--- Start EXTRACTED INFORMATION ---
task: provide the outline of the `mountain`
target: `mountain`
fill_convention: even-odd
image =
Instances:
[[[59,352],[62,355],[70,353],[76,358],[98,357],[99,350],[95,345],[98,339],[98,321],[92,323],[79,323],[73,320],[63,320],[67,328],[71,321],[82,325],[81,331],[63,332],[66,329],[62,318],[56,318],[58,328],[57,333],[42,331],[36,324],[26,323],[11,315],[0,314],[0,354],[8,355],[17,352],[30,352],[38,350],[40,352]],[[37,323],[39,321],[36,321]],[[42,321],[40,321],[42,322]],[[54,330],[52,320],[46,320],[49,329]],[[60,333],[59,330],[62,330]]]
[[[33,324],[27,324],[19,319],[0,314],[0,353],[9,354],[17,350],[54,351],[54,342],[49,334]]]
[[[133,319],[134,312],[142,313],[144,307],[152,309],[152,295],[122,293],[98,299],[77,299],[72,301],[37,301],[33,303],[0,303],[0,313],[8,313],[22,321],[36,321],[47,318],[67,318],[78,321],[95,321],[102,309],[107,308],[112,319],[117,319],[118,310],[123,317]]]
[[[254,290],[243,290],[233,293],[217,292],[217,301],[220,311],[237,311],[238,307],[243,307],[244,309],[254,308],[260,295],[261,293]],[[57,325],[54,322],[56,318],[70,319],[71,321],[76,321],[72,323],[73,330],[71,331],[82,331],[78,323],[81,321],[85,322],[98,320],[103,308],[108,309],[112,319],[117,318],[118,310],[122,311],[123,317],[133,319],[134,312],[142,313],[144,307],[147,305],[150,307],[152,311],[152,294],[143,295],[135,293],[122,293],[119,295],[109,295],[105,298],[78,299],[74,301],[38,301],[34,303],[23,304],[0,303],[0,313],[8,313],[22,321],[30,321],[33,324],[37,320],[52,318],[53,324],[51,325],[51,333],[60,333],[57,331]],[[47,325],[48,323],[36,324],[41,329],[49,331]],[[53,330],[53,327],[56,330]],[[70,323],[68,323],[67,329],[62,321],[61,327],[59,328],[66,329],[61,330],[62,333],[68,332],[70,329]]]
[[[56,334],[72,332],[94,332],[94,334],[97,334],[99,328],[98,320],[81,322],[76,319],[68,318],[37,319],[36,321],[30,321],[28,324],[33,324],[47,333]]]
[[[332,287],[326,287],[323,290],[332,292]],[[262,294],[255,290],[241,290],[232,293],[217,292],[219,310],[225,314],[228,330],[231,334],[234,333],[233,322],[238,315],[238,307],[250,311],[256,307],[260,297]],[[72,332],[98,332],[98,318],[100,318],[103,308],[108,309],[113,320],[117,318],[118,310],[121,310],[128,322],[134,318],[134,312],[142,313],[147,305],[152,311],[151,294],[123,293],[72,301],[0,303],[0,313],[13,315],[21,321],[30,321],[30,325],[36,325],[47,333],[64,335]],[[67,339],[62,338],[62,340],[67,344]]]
--- End EXTRACTED INFORMATION ---
INSTRUCTIONS TO FOLLOW
Every record above should be output exactly.

FINAL RESULT
task: provide the outline of the `mountain`
target: `mountain`
fill_convention: even-odd
image =
Instances:
[[[59,352],[62,355],[70,353],[76,358],[98,357],[99,350],[95,345],[98,339],[98,321],[92,323],[79,323],[73,320],[63,320],[67,328],[71,321],[82,325],[81,331],[63,332],[66,329],[62,318],[56,318],[58,328],[57,333],[42,331],[36,324],[26,323],[11,315],[0,314],[0,354],[8,355],[17,352],[30,352],[38,350],[40,352]],[[37,323],[39,321],[36,321]],[[42,321],[40,321],[42,322]],[[54,330],[52,320],[46,320],[49,329]],[[60,333],[59,330],[62,330]]]
[[[33,324],[27,324],[19,319],[0,314],[0,353],[9,354],[17,350],[54,351],[54,342],[49,334]]]
[[[133,319],[134,312],[142,313],[144,307],[152,309],[152,295],[122,293],[98,299],[77,299],[72,301],[37,301],[33,303],[0,303],[0,313],[8,313],[22,321],[36,321],[47,318],[67,318],[78,321],[95,321],[102,309],[107,308],[112,319],[117,319],[118,310],[123,317]]]
[[[254,290],[243,290],[233,293],[217,292],[217,301],[220,311],[237,311],[238,307],[243,307],[244,309],[254,308],[260,295],[261,293]],[[57,325],[54,322],[56,318],[70,319],[71,321],[76,321],[72,323],[73,330],[71,331],[82,331],[78,323],[81,321],[85,322],[98,320],[103,308],[108,309],[112,319],[117,318],[118,310],[122,311],[123,317],[133,319],[134,312],[142,313],[144,307],[147,305],[150,307],[152,311],[152,294],[143,295],[135,293],[122,293],[119,295],[109,295],[105,298],[78,299],[74,301],[38,301],[34,303],[23,304],[0,303],[0,313],[8,313],[22,321],[30,321],[33,324],[37,320],[52,318],[53,324],[51,325],[51,333],[60,333],[57,331]],[[47,325],[48,323],[36,324],[41,329],[49,331]],[[53,330],[53,327],[56,330]],[[70,323],[68,323],[67,329],[62,321],[61,327],[59,328],[66,329],[61,330],[62,333],[68,332],[70,329]]]
[[[56,334],[72,332],[94,332],[94,334],[97,334],[99,328],[98,320],[81,322],[76,319],[68,318],[37,319],[36,321],[30,321],[28,324],[33,324],[47,333]]]
[[[332,287],[326,287],[323,290],[332,292]],[[262,294],[255,290],[241,290],[232,293],[217,292],[219,310],[225,314],[228,330],[231,334],[234,333],[233,322],[238,315],[238,307],[250,311],[256,307],[260,297]],[[72,332],[98,332],[98,318],[100,318],[103,308],[108,309],[113,320],[117,318],[118,310],[121,310],[128,322],[134,318],[134,312],[142,313],[147,305],[152,311],[151,294],[123,293],[72,301],[0,303],[0,313],[13,315],[21,321],[30,321],[30,325],[36,325],[47,333],[64,335]],[[67,339],[62,338],[62,340],[67,344]]]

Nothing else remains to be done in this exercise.